Description of the task. Each entry below is to be extracted exactly.

(Coordinate annotation records)

---+---

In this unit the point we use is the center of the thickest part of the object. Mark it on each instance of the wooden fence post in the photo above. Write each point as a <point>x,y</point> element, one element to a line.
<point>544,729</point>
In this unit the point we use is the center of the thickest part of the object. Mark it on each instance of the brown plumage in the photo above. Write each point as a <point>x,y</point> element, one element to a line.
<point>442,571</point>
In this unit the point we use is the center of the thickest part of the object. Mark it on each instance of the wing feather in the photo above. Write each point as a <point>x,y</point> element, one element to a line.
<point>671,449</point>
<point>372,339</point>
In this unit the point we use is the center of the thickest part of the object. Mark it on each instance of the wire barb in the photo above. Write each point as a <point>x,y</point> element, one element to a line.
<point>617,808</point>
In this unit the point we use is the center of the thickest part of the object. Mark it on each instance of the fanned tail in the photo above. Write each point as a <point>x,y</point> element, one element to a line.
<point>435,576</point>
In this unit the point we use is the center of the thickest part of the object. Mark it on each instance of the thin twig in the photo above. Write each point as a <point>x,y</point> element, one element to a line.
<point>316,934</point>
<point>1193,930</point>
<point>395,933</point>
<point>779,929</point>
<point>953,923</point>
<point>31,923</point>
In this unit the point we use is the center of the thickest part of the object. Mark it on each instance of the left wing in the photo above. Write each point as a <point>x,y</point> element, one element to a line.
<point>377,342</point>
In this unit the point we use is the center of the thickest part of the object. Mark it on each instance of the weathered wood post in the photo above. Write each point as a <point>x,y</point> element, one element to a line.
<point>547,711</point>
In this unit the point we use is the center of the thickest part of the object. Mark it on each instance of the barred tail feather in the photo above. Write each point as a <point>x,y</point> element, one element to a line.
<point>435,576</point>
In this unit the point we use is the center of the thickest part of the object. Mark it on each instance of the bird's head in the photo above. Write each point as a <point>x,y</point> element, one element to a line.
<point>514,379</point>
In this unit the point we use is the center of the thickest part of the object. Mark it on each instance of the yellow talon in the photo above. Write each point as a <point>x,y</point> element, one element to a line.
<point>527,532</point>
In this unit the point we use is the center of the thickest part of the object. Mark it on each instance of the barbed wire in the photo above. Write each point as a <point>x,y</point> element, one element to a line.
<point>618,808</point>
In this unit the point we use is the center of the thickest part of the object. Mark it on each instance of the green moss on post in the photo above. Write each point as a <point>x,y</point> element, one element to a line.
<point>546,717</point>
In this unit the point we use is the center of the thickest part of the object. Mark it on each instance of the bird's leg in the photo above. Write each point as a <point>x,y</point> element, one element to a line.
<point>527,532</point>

---+---

Answer for this exercise.
In this unit the point we use is the center of the thickest part of the object. Mark it on each instance of the wooden fence post in the photo above. Write each point as a <point>x,y</point> element, one element to a line.
<point>544,729</point>
In this unit the point we use is the center of the thickest part of the object. Mark it on each instance of the brown plumage in the photo above. Write each point as a <point>x,y</point> element, one element to a line.
<point>442,571</point>
In this unit the point we use is the center of the thickest part of the object. Mark it on each instance of the wing feather in the photo above. Write each point as a <point>x,y</point> element, one element to a line.
<point>671,449</point>
<point>372,339</point>
In this unit the point we use is the center of the thickest part of the object. Mark it on each instance of the wire barb in the photo above. Write each point as a <point>x,y</point> element, one element to a line.
<point>617,808</point>
In this unit the point we use is the center of the thickest part of the object. Mark it on each instance of the fanned tail in the photo above. Write each point as a <point>x,y</point> element, one element to a line.
<point>435,576</point>
In this unit the point we use is the center of the thickest part of the object. Mark it on each instance of the thin twig in the photo above. Write each point as a <point>x,y</point> element, one element to a line.
<point>316,934</point>
<point>1193,930</point>
<point>395,933</point>
<point>779,929</point>
<point>953,923</point>
<point>31,923</point>
In this unit the point we use is the center of the thickest part of the object. Mark it on each instance of the left wing in the photo above. Write each point as a <point>x,y</point> element, one element to a line.
<point>377,342</point>
In this unit the point we use is the center of the thickest part of the object. Mark it on each instance of the weathered wood post in the photo above. Write each point as a <point>x,y</point> element, one element to a line.
<point>547,711</point>
In this unit the point we use is the center of the thickest part of the object. Mark it on each instance of the barred tail feather in the photo above. Write each point as a <point>x,y</point> element, one element to a line.
<point>435,576</point>
In this unit the point we use is the center of the thickest part of the object. Mark it on each instance of the bird's head in the photo above. Write each point as a <point>x,y</point> element, one element to a line.
<point>514,379</point>
In this unit the point we use is the center of the thickest part of the object. Mark it on each instance of the yellow talon in the photo above. Write each point as a <point>x,y</point> element, one element to a line.
<point>527,532</point>
In this unit the point we use is the center of the thickest part of the object. Mark it on each instance of the barbed wire in the photo above. Write each point as a <point>x,y</point> element, one element to a line.
<point>618,808</point>
In this unit the point we use is the center of the thickest part of the object. Mark it on each instance of the green moss on post in the photo above. Write each point as a <point>x,y</point> element, one element to a line.
<point>546,717</point>
In this unit the point we use is the center of the thickest part of the object. Mark it on each instance of the bird's leg in the photo above. Write each point as a <point>x,y</point> element, one element to a line.
<point>527,532</point>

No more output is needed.